* Actions to take
**a)** In the excerpt about John Gilbert, can you condense the paragraph that begins "He retired from Parliament in 1978" into a short bulleted list that keeps its main facts?
**b)** Can you reproduce, word for word, the stretch of the excerpt about John Gilbert from "He entered federal" through "retiring from politics."?

Start of Source excerpt

He entered federal politics in the 1963 federal election running unsuccessfully as a New Democratic Party candidate in the Toronto riding of Broadview with a third-place finish. He won the seat two years later in the 1965 election and was re-elected in 1968, 1972 and 1974 before retiring from politics.

While an MP, he devoted one day a week meeting constituents at the Woodgreen Community Centre where he would help them with their legal problems.

Jack Layton said of Gilbert: "The work that John did in Parliament was exemplary. He, alongside Tommy Douglas and Ed Broadbent, believed that fundamental elements of healthy and prosperous living should not come and go with the precocity of economic times; rather, he believed that the purpose of having a government was to defend the rights and the dignity of people from every social station, and to ensure that nobody had to go without the basic necessities of life."

"He was one of the members of Parliament that I most admired in my life," said former NDP leader Ed Broadbent, who served in the House of Commons with Gilbert for several years. Broadbent described Gilbert as a gentle and kind individual; he also said that "there wasn't a tinge of self-righteousness about him" and the MP "was always good in caucus. He knew the national issues and he made his views known."

In 1969, Gilbert criticized the Liberal government of the day, led by Pierre Trudeau, accusing it of lacking the commitment to build affordable housing and instead spending money on an inquiry of the issue to discover what was already known.

He retired from Parliament in 1978 to accept an appointment as a judge on the Ontario District Court. He asked a young Bob Rae to run as the NDP candidate to succeed him in Broadview. Rae accepted and was elected in a 1978 by-election.

End of Source excerpt
Start of Items

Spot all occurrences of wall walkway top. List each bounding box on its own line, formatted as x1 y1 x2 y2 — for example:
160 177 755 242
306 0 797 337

End of Items
Start of Items

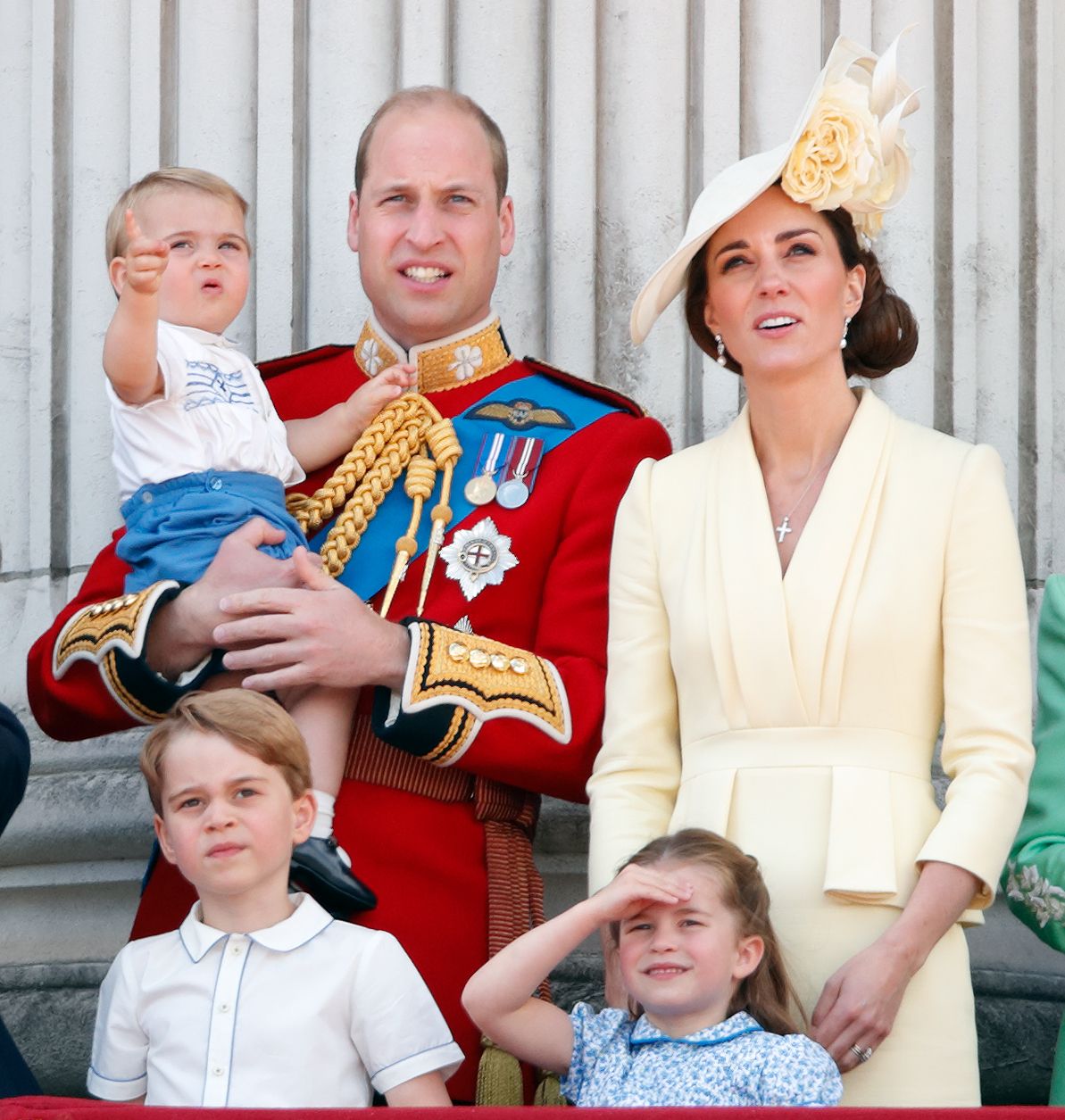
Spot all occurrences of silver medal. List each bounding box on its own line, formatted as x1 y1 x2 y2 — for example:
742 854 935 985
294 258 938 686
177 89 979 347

End of Items
Start of Items

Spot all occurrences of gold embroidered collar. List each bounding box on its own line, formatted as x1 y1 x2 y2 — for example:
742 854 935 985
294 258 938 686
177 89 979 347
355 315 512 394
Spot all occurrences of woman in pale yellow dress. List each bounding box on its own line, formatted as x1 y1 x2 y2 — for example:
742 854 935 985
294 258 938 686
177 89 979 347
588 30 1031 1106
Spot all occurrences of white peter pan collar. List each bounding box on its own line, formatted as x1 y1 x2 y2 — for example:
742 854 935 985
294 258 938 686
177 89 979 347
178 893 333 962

End of Items

* Results for each task
**a)**
- Gilbert left Parliament in 1978 to become a judge on the Ontario District Court.
- He asked a young Bob Rae to succeed him as the NDP candidate in Broadview.
- Rae agreed and won the seat in a 1978 by-election.

**b)**
He entered federal politics in the 1963 federal election running unsuccessfully as a New Democratic Party candidate in the Toronto riding of Broadview with a third-place finish. He won the seat two years later in the 1965 election and was re-elected in 1968, 1972 and 1974 before retiring from politics.